Hopes for the next Senedd term – Marie Curie

People Hands
ViewsApril 16th, 2021

Bethan Edwards argues all parties in Wales must commit to prioritising end of life care from 2021 and beyond.

Since the first lockdown began in 2020, thousands of people have died in Wales – due to coronavirus and other reasons. Lives have been cut short and too many have been bereaved. Behind the statistics, every death has been devastating for loved ones left behind. Lockdown restrictions have meant family and friends have not been able to say goodbye in the way they want, unable to hold and comfort their loved ones in their final moments. Coronavirus has brought dying, death and bereavement to the forefront of our attention under the most tragic circumstances. Issues surrounding how and where people die have become more familiar to us all. Of the 34,000 people who die in Wales each year, at least 75% would benefit from some form of palliative or end of life care[i]. But for many reasons, 25% of these people will not have access to the care and support that they need[ii]. Furthermore, a rapidly growing and ageing population, combined with an increase in comorbidities, means that providing specialised care is becoming increasingly important; by 2040, the demand for palliative care in England and Wales is set to increase by 42%[iii]. Now more than ever, it is vital to have a well-resourced health and social care service, with a workforce that feels supported and equipped to deliver accessible and high-quality palliative and end of life care.

On 10 February, Marie Curie launched a 2021 Welsh Parliamentary election campaign – ‘Dying well in Wales. Delivering the best end of life care for all’. In our manifesto, we identify three areas that need immediate attention and action over the next parliamentary term: ensuring equitable access to palliative care services, identifying and meeting expectations of everyone approaching end of life, and implementing a person-centred and universal bereavement strategy in Wales. In order to see the progressive movement needed in each of these areas, all political parties in Wales must commit to prioritising end of life care from 2021 and beyond.

● **Problem set**
1. According to the article on end of life care in Wales, why is providing specialised care becoming increasingly important?
2. Continue the article on end of life care in Wales from its final sentence.

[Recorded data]
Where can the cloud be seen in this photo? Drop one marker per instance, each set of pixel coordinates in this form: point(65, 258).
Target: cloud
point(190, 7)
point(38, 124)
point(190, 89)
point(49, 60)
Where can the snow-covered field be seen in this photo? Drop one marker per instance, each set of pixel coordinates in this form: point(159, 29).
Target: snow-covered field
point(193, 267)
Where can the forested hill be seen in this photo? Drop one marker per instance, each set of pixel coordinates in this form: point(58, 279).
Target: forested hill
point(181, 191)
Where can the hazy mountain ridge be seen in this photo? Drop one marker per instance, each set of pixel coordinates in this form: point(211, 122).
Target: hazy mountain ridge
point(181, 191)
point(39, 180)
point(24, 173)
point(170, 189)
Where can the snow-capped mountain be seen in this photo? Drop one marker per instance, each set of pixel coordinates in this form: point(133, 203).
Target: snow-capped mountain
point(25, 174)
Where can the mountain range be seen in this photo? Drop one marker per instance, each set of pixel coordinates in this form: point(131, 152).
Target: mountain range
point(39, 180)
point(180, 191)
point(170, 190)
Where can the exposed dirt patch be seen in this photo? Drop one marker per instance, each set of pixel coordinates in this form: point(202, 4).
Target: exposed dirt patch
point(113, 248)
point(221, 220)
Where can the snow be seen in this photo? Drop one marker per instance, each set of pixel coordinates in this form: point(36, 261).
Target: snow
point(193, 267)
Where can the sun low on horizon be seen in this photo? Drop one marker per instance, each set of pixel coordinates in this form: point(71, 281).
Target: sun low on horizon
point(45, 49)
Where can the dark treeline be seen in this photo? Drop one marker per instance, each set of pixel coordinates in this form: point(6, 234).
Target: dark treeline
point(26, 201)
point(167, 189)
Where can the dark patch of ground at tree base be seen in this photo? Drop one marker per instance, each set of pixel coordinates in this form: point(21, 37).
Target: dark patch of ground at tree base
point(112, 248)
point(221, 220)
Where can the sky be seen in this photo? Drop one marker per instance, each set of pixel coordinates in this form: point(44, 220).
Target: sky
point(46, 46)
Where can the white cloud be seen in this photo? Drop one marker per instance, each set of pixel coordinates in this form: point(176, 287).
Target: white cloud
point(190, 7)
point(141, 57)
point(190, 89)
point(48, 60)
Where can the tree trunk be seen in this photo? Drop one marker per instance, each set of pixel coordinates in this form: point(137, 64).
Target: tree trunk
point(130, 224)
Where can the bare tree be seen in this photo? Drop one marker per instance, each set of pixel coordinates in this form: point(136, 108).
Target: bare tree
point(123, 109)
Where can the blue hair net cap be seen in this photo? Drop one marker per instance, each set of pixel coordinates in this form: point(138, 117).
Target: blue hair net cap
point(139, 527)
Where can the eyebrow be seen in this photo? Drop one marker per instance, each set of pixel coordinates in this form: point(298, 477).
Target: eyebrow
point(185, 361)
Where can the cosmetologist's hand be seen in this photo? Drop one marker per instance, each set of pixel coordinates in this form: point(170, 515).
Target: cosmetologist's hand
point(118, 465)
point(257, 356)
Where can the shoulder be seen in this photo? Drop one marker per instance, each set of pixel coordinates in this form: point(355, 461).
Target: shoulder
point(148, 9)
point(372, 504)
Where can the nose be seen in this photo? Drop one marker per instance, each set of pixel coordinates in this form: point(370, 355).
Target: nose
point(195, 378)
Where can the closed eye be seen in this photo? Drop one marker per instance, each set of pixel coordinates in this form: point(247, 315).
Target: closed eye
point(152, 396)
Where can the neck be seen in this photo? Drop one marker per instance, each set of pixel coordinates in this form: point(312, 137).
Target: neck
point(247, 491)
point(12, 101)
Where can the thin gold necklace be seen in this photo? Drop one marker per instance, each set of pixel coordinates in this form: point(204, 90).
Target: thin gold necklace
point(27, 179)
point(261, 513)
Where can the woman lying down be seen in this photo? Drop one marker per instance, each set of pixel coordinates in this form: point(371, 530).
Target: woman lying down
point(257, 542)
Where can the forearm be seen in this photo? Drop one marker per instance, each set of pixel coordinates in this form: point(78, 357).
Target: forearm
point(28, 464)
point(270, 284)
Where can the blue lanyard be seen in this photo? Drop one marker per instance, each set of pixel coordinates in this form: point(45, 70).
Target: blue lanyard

● **Results of the exercise**
1. A rapidly growing and ageing population, combined with an increase in comorbidities, makes specialised care increasingly important. By 2040, demand for palliative care in England and Wales is set to increase by 42%.

2.
Following the launch of our manifesto, we were pleased to hear that work has started to take place around a successor approach to the End of Life Care Delivery Plan. However, to ensure that it is ambitious, accessible, and accountable, we urge that developments are revealed soon and the necessary engagement with health and social care experts, third sector partners and individuals can take place. Without a strategic and accountable framework for improving palliative and end of life care in Wales, we are worried that the sector will be left behind. It is true that palliative care is a cross-cutting area affecting all conditions, but this must not be used as substitution for a specialised strategy for end of life care services. A clear, resolute and fully resourced end of life care delivery plan is vital if we wish to see everyone in Wales being able to access the person-centred care and support they deserve. There is only one chance to achieve a good death and the consequences of getting it wrong can be devastating.

Bethan Edwards is Policy and Public Affairs Officer for Marie Curie

[i] Marie Curie, 2015. Triggers for palliative care Improving access to care for people with diseases other than cancer

[ii] Dixon, J., King, D., Matosevic, T., Clark, M., and Knapp, M., 2015. ‘Equity in the Provision of Palliative Care in the UK: Review of Evidence’, Personal Social Services Research Unit London School of Economics and Political Science

[iii] Bone, A., Gomes, B., Etkind, S., Verne, J., Murtagh, F., Evans, C. and Higginson, I., 2018. What is the impact of population ageing on the future provision of end-of-life care? Population-based projections of place of death. Palliative Medicine, 32(2), pp.329-336.